● TASK
Copy out every record exactly.

[Opening SOURCE RECORDS section]

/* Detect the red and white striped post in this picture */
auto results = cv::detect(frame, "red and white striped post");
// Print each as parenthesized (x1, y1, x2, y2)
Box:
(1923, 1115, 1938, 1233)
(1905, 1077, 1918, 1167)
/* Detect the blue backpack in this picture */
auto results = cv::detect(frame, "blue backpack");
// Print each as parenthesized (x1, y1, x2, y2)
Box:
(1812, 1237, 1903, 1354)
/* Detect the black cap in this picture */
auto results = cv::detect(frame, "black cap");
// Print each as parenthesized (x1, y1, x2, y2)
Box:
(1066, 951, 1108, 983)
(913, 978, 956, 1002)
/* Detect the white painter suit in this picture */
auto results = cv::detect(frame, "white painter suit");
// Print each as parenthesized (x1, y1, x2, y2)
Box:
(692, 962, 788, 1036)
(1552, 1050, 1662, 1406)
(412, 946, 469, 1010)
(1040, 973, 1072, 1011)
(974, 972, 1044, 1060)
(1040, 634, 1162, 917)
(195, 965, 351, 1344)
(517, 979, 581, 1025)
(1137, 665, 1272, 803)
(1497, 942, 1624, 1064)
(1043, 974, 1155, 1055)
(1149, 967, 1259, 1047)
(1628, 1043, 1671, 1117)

[Closing SOURCE RECORDS section]

● SOLUTION FOR THIS EXERCISE
/* Detect the red and white striped post in this picture */
auto results = cv::detect(frame, "red and white striped post");
// Print each as parenthesized (x1, y1, x2, y2)
Box:
(1923, 1115, 1938, 1233)
(1905, 1077, 1918, 1167)
/* Detect the blue backpack in this picture */
auto results = cv::detect(frame, "blue backpack");
// Print each as parenthesized (x1, y1, x2, y2)
Box:
(1812, 1237, 1903, 1354)
/* Detect the black cap in this picture */
auto results = cv::detect(frame, "black cap");
// Print each as parenthesized (x1, y1, x2, y2)
Box:
(1066, 951, 1108, 983)
(913, 978, 956, 1002)
/* Detect the white painter suit in this picture */
auto results = cv::detect(frame, "white painter suit");
// Print each as parenthesized (x1, y1, x2, y2)
Box:
(692, 962, 788, 1036)
(1552, 1050, 1662, 1406)
(412, 946, 469, 1010)
(1040, 973, 1072, 1011)
(974, 972, 1044, 1060)
(1040, 634, 1162, 917)
(195, 965, 351, 1344)
(517, 979, 581, 1025)
(1137, 665, 1272, 803)
(1497, 942, 1624, 1064)
(1043, 974, 1155, 1055)
(1149, 967, 1259, 1047)
(1628, 1043, 1671, 1117)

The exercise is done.